*** Opening of Material provided ***

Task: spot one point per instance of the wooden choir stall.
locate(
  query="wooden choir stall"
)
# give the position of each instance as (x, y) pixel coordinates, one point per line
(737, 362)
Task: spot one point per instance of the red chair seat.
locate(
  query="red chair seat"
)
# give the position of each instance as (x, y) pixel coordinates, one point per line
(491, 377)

*** Close of Material provided ***

### What you should do
All of the material should be set down exactly as it reads.

### Output
Task: spot one point per instance of the wooden choir stall.
locate(
  query="wooden choir stall"
)
# give the position of each instance as (x, y) pixel coordinates, one point per line
(737, 362)
Task: spot one point per instance of the red chair seat.
locate(
  query="red chair seat"
)
# give the position of each instance as (x, y) pixel coordinates, one point per line
(491, 377)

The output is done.